[WHAT TO DO]: Can you copy every line of the records below word for word, omitting the pictures from your answer?

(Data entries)
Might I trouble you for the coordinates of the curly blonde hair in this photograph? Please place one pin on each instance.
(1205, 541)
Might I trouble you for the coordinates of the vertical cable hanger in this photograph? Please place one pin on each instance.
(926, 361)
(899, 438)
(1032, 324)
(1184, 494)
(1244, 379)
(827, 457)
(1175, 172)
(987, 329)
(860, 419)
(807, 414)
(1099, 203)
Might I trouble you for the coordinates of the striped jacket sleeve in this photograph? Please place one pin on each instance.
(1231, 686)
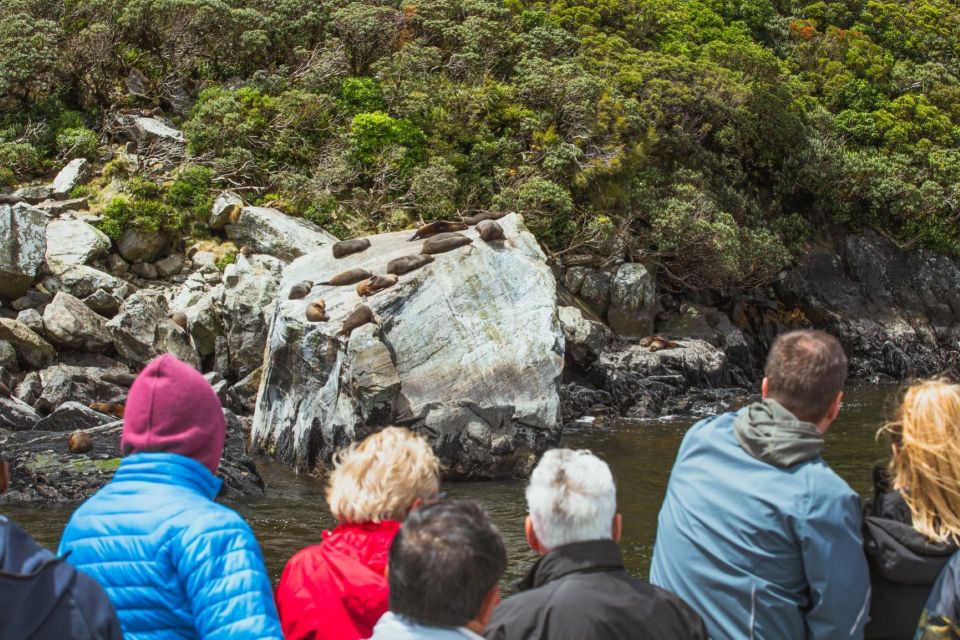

[OUTPUT FOR THIS TASK]:
Might I trouble you for the coordinates of the curly blonde hair in this photograph? Please place one pin on each instance.
(1205, 541)
Might I trouble you for the coordinates of the vertical cable hanger in this photograph? Please place one pin on each instance.
(926, 361)
(899, 438)
(1032, 324)
(1184, 494)
(1244, 379)
(827, 457)
(1175, 172)
(987, 329)
(860, 419)
(807, 414)
(1099, 203)
Might I trouble you for the coordinates of the striped jacket sleeve in this photograph? Please place one pin on each instance.
(1231, 686)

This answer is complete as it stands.